• [WRITTEN INSTRUCTION]: Repeat word for word the line with "TARGET: the windshield" and every line after it until the records below run out.

A block of data:
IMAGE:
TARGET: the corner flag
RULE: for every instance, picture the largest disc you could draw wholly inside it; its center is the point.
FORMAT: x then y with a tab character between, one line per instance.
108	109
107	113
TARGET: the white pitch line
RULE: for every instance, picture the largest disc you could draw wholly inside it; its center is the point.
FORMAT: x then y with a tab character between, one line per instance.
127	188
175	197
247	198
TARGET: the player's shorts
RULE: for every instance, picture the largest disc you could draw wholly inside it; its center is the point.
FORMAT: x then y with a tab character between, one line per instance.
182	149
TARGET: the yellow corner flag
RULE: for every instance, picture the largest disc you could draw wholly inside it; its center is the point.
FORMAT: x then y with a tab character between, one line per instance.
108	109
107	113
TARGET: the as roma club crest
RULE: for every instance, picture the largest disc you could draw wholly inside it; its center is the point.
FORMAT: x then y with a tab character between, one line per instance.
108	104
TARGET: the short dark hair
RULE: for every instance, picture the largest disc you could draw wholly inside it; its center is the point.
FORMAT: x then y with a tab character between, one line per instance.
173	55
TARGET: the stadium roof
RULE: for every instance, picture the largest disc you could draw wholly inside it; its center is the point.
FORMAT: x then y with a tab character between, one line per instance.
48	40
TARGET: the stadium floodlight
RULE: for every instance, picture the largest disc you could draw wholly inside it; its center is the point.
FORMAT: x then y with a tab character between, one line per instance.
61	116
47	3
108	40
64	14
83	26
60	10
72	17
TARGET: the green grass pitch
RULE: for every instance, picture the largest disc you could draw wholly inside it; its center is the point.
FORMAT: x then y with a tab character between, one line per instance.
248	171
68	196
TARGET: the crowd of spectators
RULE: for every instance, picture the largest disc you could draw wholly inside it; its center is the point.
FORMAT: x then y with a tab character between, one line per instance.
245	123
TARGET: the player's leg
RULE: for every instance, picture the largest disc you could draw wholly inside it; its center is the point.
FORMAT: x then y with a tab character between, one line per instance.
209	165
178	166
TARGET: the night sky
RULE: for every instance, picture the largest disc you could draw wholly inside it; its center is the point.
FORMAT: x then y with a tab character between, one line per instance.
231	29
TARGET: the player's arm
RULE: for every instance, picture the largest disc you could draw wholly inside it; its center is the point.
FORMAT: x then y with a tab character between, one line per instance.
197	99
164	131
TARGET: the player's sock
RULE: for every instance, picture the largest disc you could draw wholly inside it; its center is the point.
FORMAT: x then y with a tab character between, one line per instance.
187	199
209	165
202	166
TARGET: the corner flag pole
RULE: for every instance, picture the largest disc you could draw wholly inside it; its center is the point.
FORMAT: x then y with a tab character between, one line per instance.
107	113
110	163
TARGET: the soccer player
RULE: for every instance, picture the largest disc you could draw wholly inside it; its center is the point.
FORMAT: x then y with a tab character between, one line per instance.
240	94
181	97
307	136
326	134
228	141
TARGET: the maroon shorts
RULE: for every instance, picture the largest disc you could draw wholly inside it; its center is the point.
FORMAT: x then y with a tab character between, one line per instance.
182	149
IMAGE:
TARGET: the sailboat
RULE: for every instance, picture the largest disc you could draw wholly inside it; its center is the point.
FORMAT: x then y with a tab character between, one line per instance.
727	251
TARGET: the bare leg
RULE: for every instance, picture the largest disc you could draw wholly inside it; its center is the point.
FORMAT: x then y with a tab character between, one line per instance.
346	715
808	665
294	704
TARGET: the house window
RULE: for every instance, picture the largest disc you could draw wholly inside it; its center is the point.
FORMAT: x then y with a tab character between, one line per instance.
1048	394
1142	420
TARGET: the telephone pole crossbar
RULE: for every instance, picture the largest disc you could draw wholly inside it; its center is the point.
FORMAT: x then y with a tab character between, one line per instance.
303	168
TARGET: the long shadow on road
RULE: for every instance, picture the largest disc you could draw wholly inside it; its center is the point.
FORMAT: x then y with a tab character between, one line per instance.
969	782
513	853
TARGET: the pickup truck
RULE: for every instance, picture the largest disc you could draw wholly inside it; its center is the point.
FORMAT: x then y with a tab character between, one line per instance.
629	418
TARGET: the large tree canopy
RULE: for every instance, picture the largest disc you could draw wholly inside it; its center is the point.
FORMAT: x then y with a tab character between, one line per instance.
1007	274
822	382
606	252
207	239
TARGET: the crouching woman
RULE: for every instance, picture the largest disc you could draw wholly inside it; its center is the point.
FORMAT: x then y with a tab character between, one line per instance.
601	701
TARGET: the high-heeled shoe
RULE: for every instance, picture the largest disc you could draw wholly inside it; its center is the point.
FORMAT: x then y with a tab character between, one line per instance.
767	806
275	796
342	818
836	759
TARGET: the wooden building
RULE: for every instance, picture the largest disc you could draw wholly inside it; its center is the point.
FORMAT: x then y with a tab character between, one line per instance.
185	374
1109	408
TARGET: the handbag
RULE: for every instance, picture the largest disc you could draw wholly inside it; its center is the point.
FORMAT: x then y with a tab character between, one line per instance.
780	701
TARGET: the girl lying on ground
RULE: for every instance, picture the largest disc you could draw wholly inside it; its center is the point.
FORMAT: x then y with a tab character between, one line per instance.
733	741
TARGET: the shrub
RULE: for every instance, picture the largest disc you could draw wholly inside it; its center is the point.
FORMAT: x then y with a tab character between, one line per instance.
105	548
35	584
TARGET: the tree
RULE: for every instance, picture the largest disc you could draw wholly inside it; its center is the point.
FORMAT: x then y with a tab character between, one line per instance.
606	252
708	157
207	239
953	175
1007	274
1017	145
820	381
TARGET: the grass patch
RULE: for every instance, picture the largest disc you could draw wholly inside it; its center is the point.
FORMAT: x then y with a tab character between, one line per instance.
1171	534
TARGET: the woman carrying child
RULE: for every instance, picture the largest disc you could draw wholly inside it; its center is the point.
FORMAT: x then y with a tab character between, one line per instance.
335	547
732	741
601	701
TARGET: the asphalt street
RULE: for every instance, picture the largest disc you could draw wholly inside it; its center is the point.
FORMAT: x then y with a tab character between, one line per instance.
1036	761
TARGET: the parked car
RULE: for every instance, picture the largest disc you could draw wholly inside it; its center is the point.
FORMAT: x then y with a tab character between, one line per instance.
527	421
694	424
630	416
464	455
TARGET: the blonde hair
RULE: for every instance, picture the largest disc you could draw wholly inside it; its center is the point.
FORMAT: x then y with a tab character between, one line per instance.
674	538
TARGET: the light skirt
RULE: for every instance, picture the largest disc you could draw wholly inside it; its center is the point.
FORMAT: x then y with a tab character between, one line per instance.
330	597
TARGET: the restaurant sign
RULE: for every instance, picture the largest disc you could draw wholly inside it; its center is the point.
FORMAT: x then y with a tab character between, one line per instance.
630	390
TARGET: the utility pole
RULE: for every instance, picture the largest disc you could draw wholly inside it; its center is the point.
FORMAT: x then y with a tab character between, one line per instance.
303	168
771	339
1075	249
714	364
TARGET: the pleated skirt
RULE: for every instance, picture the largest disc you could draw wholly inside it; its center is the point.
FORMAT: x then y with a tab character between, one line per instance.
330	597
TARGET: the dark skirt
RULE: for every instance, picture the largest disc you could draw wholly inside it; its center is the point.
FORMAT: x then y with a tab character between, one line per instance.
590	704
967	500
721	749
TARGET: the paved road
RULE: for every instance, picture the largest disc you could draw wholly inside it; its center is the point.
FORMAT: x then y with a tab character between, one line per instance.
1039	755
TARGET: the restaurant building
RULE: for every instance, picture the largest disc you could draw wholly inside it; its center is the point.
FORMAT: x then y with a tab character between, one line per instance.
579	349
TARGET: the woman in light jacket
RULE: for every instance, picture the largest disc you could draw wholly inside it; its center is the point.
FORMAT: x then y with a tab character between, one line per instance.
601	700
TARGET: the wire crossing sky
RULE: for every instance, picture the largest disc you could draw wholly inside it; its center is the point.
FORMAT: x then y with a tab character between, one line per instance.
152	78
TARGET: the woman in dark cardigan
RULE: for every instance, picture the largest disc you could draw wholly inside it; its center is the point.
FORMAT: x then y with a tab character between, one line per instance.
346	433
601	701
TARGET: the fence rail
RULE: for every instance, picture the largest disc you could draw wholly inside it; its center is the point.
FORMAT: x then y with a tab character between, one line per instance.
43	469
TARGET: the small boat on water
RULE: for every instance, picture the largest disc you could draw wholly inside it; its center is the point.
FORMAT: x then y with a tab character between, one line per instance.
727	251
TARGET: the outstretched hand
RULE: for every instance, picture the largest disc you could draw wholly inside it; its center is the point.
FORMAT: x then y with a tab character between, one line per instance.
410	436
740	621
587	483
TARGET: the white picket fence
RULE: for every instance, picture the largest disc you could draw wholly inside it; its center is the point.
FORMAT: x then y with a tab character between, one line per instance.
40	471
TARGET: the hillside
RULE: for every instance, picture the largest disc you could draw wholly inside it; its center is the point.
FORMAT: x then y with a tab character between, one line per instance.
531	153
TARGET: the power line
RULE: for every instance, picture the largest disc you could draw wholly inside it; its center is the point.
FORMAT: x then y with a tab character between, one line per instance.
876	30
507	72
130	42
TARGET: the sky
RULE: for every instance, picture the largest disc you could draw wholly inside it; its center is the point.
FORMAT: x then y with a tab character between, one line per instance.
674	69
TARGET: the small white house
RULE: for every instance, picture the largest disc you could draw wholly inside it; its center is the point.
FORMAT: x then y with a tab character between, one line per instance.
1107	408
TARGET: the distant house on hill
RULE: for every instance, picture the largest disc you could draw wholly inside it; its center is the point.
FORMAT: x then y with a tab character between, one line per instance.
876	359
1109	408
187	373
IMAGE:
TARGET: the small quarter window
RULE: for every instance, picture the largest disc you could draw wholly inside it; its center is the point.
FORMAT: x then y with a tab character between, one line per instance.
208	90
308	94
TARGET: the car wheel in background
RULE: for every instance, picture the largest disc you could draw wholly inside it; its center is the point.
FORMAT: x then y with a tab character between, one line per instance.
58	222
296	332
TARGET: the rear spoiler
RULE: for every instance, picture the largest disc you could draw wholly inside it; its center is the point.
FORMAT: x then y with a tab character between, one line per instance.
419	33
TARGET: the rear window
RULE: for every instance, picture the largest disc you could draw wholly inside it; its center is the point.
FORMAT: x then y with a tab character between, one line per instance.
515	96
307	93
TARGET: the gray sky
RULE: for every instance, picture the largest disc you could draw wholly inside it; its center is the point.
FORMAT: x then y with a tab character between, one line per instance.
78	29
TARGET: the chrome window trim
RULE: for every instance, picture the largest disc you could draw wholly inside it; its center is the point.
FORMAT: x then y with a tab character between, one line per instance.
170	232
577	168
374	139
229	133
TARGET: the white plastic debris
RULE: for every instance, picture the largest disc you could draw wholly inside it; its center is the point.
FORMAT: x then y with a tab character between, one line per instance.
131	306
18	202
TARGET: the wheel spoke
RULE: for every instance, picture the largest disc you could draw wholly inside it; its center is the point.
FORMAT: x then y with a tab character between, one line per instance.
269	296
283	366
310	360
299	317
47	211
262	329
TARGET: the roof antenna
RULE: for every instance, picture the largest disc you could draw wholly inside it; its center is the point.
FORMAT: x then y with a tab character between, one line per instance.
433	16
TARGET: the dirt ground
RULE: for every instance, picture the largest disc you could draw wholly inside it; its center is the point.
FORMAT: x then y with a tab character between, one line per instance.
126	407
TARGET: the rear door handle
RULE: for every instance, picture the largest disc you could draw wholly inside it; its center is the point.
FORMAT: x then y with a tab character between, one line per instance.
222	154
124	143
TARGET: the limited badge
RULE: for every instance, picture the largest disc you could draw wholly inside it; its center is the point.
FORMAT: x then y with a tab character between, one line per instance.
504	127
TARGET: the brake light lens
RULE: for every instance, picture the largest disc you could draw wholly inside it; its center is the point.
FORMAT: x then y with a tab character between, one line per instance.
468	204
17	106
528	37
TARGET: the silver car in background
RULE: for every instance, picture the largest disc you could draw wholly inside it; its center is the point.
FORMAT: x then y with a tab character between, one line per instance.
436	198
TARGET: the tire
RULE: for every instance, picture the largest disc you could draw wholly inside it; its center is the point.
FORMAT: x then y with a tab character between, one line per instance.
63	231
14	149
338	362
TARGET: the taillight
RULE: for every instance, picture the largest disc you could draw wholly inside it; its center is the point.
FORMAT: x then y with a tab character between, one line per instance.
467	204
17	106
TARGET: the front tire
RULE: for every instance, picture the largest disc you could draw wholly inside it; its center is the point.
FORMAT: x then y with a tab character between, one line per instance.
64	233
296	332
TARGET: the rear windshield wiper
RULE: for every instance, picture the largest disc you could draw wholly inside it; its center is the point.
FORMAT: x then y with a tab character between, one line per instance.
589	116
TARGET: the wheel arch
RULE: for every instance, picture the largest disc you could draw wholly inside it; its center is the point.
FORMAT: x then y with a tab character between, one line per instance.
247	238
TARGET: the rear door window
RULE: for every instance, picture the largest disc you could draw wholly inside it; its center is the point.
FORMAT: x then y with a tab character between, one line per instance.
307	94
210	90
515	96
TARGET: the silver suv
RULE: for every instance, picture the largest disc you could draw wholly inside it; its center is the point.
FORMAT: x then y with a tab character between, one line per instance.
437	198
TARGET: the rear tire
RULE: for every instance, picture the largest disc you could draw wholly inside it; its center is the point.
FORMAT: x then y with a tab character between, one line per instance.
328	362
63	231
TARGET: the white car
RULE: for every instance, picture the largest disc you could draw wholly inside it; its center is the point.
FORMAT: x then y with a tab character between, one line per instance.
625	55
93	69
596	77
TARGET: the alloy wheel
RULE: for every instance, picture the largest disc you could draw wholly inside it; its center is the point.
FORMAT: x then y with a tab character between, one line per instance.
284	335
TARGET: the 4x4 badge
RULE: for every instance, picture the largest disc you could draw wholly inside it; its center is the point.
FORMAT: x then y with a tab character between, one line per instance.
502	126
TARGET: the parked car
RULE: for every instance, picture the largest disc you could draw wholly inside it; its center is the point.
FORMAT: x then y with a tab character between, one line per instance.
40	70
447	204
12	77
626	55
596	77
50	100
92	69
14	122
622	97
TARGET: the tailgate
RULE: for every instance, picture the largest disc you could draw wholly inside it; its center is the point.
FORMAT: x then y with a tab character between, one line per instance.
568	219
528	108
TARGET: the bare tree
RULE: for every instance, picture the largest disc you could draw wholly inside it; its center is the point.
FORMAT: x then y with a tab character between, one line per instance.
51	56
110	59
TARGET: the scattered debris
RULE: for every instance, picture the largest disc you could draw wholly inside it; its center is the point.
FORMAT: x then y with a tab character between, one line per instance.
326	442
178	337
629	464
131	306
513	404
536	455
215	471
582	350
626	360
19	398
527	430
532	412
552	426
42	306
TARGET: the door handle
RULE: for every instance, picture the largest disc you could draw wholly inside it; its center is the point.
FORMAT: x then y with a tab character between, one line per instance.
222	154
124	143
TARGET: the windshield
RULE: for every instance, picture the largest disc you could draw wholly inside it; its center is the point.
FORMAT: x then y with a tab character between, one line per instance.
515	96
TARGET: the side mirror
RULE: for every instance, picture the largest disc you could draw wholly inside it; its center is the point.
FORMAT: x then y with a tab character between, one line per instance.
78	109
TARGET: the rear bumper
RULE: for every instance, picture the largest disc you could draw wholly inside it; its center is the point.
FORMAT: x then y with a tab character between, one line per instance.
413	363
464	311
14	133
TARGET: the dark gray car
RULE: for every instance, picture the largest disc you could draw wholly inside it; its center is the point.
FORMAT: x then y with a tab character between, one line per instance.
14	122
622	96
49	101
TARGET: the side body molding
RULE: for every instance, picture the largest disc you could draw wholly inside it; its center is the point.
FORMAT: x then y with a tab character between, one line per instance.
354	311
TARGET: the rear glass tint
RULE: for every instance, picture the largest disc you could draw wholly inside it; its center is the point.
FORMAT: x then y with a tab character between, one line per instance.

• [THE REPLY]:
TARGET: the windshield
RULE: for every instance, picture the largest disc you could draw wholly inside it; its center is the point.
FORMAT: x then y with a tab character between, one line per instance.
515	96
TARGET: the side mirror
RULE: for every instance, picture the largest disc you could draw wholly inside it; its center is the point.
FORMAT: x then y with a tab character between, one line per instance.
78	109
TARGET: the rear bumper
RULE: for every instance, picture the largest disc you could draw wholly inside it; its center is the point.
FORMAT: x then y with a tab character between, one line per instance.
413	363
464	311
14	133
TARGET: the dark gray car
RULE: for every instance, picture the largest disc you could draw wholly inside it; its center is the point.
FORMAT: x then y with a tab character between, one line per instance.
14	122
622	96
49	101
TARGET: the side body molding
RULE: for every instance, picture the largest disc you could draw wholly inside it; its center is the point.
FORMAT: x then y with a tab character between, one line per instance.
354	311
TARGET: the rear glass tint
RULE: for every instance, picture the largest disc you could draw wholly inside it; its center is the point.
FORMAT: x then y with a tab character between, one line per instance.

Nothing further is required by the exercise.